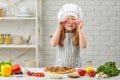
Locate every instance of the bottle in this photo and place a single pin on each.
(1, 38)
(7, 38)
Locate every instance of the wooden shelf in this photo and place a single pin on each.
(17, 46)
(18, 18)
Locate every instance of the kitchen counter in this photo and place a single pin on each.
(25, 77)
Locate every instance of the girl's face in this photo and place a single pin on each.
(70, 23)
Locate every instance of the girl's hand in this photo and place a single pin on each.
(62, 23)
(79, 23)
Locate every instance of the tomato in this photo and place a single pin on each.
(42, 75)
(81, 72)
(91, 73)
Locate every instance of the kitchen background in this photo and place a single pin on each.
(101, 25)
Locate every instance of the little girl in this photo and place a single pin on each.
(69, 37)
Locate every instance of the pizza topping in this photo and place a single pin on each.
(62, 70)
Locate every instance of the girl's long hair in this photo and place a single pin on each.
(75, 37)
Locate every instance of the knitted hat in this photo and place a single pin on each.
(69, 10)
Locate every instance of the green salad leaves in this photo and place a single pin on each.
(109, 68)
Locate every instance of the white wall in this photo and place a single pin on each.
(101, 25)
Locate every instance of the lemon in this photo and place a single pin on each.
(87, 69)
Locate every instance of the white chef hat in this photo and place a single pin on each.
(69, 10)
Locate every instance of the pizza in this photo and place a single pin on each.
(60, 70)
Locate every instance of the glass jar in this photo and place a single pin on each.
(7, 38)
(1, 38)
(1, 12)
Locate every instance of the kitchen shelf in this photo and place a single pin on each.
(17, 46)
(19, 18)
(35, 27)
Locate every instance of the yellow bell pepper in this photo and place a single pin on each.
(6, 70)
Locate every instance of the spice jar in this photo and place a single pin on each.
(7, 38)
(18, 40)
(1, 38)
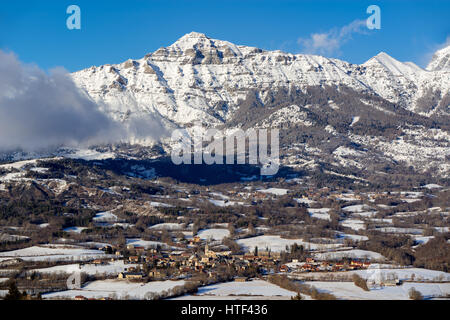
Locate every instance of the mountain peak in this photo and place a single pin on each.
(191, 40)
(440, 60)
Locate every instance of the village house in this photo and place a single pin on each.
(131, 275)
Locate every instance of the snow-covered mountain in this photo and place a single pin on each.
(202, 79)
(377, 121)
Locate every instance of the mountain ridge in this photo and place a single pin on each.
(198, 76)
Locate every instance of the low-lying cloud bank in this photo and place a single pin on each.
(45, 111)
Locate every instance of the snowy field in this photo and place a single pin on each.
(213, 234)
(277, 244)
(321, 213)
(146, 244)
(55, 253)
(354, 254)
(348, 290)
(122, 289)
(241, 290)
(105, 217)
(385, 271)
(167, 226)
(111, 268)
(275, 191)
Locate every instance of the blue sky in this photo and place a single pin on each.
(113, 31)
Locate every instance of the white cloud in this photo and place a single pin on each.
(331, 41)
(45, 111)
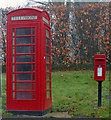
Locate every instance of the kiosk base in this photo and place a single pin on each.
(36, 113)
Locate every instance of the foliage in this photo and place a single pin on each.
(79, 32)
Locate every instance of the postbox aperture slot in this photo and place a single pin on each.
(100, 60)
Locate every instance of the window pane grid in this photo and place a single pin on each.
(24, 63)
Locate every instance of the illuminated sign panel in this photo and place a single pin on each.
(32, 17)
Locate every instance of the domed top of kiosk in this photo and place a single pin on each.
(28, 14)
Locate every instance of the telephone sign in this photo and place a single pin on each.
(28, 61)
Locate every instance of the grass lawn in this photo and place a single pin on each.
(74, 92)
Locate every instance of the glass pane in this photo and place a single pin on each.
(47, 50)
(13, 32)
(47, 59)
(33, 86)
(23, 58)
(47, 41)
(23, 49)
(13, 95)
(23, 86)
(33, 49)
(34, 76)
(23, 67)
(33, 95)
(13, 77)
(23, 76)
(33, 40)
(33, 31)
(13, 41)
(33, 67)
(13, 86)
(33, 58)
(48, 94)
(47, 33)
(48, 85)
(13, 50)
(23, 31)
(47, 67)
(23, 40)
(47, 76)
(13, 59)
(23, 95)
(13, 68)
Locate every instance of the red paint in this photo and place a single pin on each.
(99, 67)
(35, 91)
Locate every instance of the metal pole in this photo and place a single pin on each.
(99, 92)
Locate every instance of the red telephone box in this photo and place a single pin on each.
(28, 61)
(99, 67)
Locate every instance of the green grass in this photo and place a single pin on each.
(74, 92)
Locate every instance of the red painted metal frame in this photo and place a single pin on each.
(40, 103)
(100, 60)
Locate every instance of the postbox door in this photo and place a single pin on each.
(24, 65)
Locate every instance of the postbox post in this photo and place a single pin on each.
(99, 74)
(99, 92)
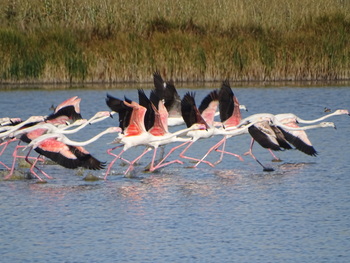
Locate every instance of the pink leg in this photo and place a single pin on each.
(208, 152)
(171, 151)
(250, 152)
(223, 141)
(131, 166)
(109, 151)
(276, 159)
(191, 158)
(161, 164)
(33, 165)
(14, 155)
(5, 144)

● ● ● ●

» Task brief: The records above are to be restated exactly, without their pictures.

» Complete answer:
Locate every instance of the bottle in this photo and place a single pin on each.
(1, 38)
(7, 38)
Locate every instance of the wooden shelf in this photo and place a single pin on each.
(17, 46)
(18, 18)
Locate every instance of the kitchen counter in this photo and place a single pin on each.
(25, 77)
Locate every instance of the girl's face in this photo and place a single pin on each.
(70, 23)
Locate every instance of the girl's hand in this photo and place a single pin on each.
(62, 23)
(79, 23)
Locate every instance of the tomato in this photo and place a single pin on each.
(42, 75)
(81, 72)
(91, 73)
Locate every instance of the kitchen background in this photo and place a single pin on each.
(101, 25)
Locate every instance of the little girl in this photo and place a single pin on each.
(69, 37)
Locate every instance of the pizza topping in this photo and place a single pin on each.
(62, 70)
Locate every instance of the girl's long hair in this photo and place a single pin on each.
(75, 37)
Locate every instance of the knitted hat in this photo and place a single pin on each.
(69, 10)
Locate every instance of the green salad leaves in this photo and place a single pin on each.
(109, 68)
Locate every instance of the white wall in this photo and place a single pin on each.
(101, 25)
Locate every instance of the lemon in this photo and place a single pin on each.
(87, 69)
Locate every instance of the white chef hat in this photo and place a single pin on each.
(69, 10)
Locate every instance of the pizza in this photo and place a single pin on each.
(60, 70)
Locate every instance of the glass jar in this photo and place a single pin on each.
(7, 38)
(1, 38)
(1, 12)
Locate every instance of the kitchen shelf in this photo and place a single pin on each.
(17, 46)
(19, 18)
(35, 27)
Locate every instance of the yellow bell pepper in this photo and place a single pin on each.
(6, 70)
Locate every instance of the spice jar in this photo and place a single pin on each.
(7, 38)
(18, 40)
(1, 38)
Locate every instance of the mountain peak in this photo and place a single pin on each.
(191, 40)
(440, 60)
Locate every instance of the village house in this photo and place a single pin on each.
(131, 275)
Locate every instance of the snow-covered mountain in this photo and place a single pin on each.
(202, 79)
(377, 121)
Locate every instance of the mountain ridge in this photo and place a single pin on each.
(198, 76)
Locate every instance of the low-lying cloud bank in this photo and place a single pin on each.
(45, 111)
Locate every instance of the snowy field in this photo and place a single pin on each.
(213, 234)
(277, 244)
(321, 213)
(146, 244)
(55, 253)
(354, 254)
(348, 290)
(122, 289)
(241, 290)
(105, 217)
(385, 271)
(167, 226)
(111, 268)
(275, 191)
Locate every instance of the blue sky in this photo and place a single pin on each.
(113, 31)
Locate every instance of the white cloud in this photo and place a single pin on each.
(331, 41)
(45, 111)
Locate every instance of the kiosk base in this photo and place a single pin on each.
(36, 113)
Locate every instance of the foliage in this photo and place a single pin on each.
(79, 32)
Locate every instance of the postbox aperture slot in this photo and place a single pin on each.
(100, 60)
Locate every instance of the window pane grid in this photo and place a single pin on each.
(24, 63)
Locate every instance of the illuminated sign panel in this photo and place a single pin on each.
(32, 17)
Locate every instance of the domed top of kiosk in this photo and place a single pin on each.
(28, 14)
Locate every instance of the telephone sign in this photo and place a single pin on each.
(28, 61)
Locate every instance of the grass lawn in this photo and place a single pin on each.
(74, 92)
Locate every instance of the glass pane in this photo and place a single pin on each.
(47, 50)
(13, 32)
(47, 59)
(33, 86)
(23, 58)
(47, 41)
(23, 49)
(13, 95)
(23, 86)
(33, 49)
(34, 76)
(23, 67)
(33, 95)
(13, 77)
(23, 76)
(33, 40)
(33, 31)
(13, 41)
(33, 67)
(13, 86)
(33, 58)
(48, 94)
(47, 33)
(48, 85)
(13, 50)
(23, 31)
(47, 67)
(23, 40)
(47, 76)
(13, 59)
(23, 95)
(13, 68)
Locate every instance of the red paint in this photo and place a single pin on each.
(99, 67)
(35, 91)
Locate every instance of the metal pole in this photo and place a single pin on each.
(99, 92)
Locate every instance of the red telephone box in this photo and place a single pin on each.
(28, 61)
(99, 67)
Locate every instance of the green grass in this photo and place a single pin on each.
(74, 92)
Locate every instance of the red painted metal frame in this photo and place a single pin on each.
(40, 103)
(100, 60)
Locate every instance of the postbox door in this photo and place a single pin on each.
(24, 65)
Locate every instance of the postbox post in this photo and place a single pin on each.
(99, 74)
(99, 92)
Locate every instance of the pink leg in this photo and place a single pin on each.
(208, 152)
(171, 151)
(250, 152)
(223, 141)
(131, 166)
(109, 151)
(276, 159)
(191, 158)
(161, 164)
(33, 165)
(14, 155)
(5, 144)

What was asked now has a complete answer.